=== Request ===
Which lines in the entries below contain the string "that"? Copy each of those lines in full.

=== Dataset entries ===
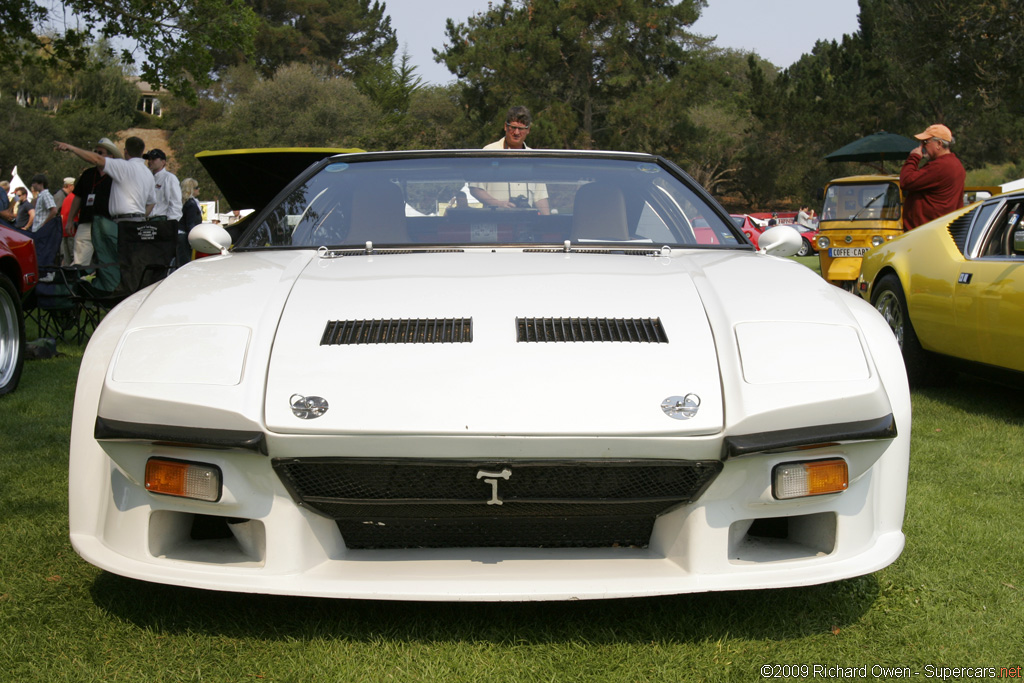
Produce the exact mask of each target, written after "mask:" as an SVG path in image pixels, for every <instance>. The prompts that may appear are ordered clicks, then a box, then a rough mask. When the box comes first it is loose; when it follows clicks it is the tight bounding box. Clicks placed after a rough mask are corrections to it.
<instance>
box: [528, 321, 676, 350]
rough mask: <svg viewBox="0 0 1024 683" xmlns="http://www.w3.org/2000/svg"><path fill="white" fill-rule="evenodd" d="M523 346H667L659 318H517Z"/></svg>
mask: <svg viewBox="0 0 1024 683" xmlns="http://www.w3.org/2000/svg"><path fill="white" fill-rule="evenodd" d="M515 324H516V330H517V331H518V337H517V340H516V341H520V342H573V341H575V342H601V341H607V342H647V343H655V344H668V343H669V337H668V335H666V334H665V328H663V327H662V318H659V317H633V318H625V317H517V318H516V321H515Z"/></svg>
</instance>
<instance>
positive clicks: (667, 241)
mask: <svg viewBox="0 0 1024 683" xmlns="http://www.w3.org/2000/svg"><path fill="white" fill-rule="evenodd" d="M637 237H638V238H641V239H645V240H650V241H651V242H653V243H662V244H673V243H675V242H676V238H675V237H673V234H672V230H671V229H670V228H669V226H668V225H667V224H666V223H665V220H663V219H662V217H660V216H659V215H657V212H656V211H654V208H653V207H651V205H650V204H648V203H647V202H644V205H643V211H641V212H640V220H639V221H638V222H637Z"/></svg>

=== Solution for this exercise ===
Produce the exact mask of each target, written after "mask:" as an SVG path in image pixels, for every <instance>. The prompts that may appear are ordered clicks, then a box, then a rough mask. When the box comes first it is loose; when it follows clicks it is the tight bounding box. Clicks placed after a rough mask are corrections to it.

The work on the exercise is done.